Michael Berkheimer v. REKM LLC dba Wings on Brookwood et al., Case No. 2023-0293
Twelfth District Court of Appeals (Butler County)

ISSUE: Should a jury, not a judge, determine whether a consumer should reasonably expect, anticipate, and guard against a substance in food that the seller specifically claimed wasn’t in the food?

Michael Berkheimer was a regular diner at the Wings on Brookwood restaurant in Butler County. In April 2016, he, his wife, and several friends were at the restaurant, and he ordered his usual – boneless wings tossed in parmesan and garlic sauce. Berkheimer had a routine of cutting the wings into pieces and eating them with a fork. He ate the first two pieces of a wing without incident. After the third piece, he felt “something go down the wrong pipe.”

Berkheimer went to the bathroom and attempted to vomit and clear his throat. After 20 minutes, he still felt discomfort and left the restaurant. Later that night, he began to run a fever, and the next day, when he attempted to eat, he immediately vomited. He went to the emergency room, where a physician examined his esophagus. The doctor removed a chicken bone that had lodged in and torn Berkheimer’s esophagus. The thin bone was about two inches long. The tear led to an infection, which required two surgeries. The tear and infection also damaged his heart and lungs.

In 2017, Berkheimer filed a lawsuit in Butler County Common Pleas Court against REKM, the owners of Wings on Brookwood. He also sued the chicken suppliers Gordon Food Service and Wayne Farms. Berkheimer claimed that Wayne Farms advertised its boneless chicken items as deboned by hand to ensure precision and accuracy. Gordon Foods labeled the product purchased from Wayne Farms as boneless, skinless chicken breast. Wings on Brookwood advertised, prepared, and served “boneless wings.”

....................

= Required work =
(1) In the case summary, revise everything from "Berkheimer went to" down to "heart and lungs.", replacing "chicken bone" with "bone fragment".
(2) According to the case summary, how long was the bone that the doctor removed?
The records that follow play no part in the work on the case summary.

....................

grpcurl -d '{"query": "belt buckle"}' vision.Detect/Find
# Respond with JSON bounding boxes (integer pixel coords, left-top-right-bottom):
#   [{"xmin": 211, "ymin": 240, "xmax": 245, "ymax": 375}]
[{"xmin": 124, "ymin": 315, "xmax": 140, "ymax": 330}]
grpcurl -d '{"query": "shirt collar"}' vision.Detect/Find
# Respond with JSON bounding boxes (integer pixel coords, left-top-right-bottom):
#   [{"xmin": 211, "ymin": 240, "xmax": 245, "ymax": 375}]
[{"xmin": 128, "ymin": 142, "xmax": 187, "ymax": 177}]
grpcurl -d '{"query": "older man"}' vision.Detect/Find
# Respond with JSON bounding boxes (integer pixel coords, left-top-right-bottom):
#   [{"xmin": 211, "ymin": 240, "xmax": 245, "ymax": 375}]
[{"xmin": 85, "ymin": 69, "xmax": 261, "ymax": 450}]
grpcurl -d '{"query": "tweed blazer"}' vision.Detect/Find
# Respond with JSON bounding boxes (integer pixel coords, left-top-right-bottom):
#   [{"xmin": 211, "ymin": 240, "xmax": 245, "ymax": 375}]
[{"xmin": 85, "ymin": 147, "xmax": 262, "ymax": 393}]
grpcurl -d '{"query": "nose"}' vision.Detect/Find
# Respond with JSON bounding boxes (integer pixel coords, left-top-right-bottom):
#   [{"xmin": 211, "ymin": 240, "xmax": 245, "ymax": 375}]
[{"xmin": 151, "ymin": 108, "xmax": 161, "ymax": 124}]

....................

= Solved problems =
(1)
Berkheimer went to the bathroom and attempted to vomit and clear his throat. After 20 minutes, he still felt discomfort and left the restaurant. Later that night, he began to run a fever, and the next day, when he attempted to eat, he immediately vomited. He went to the emergency room, where a physician examined his esophagus. The doctor removed a bone fragment that had lodged in and torn Berkheimer’s esophagus. The thin bone was about two inches long. The tear led to an infection, which required two surgeries. The tear and infection also damaged his heart and lungs.

(2) About two inches long.